DATA TO EXAMINE Start Marker
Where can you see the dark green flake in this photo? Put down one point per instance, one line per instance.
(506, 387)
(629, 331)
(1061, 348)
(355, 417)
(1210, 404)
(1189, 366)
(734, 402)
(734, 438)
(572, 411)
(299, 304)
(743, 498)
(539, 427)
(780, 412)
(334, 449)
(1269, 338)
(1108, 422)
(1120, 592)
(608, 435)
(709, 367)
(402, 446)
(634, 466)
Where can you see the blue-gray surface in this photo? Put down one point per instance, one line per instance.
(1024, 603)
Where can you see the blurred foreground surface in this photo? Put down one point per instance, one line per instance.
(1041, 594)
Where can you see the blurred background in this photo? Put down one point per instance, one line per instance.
DATA TO EXAMINE End Marker
WHAT YOU WILL DO: Write out, please, only the lines from the one with "Where can you see the blurred foreground" through the last line above, both included and unchanged.

ANSWER TO THE EXERCISE:
Where can you see the blurred foreground surface in this photo? Put down one point per instance, one line per instance.
(1041, 594)
Where can you see the blurred background in this photo? Put down one point per instance, one line per instance.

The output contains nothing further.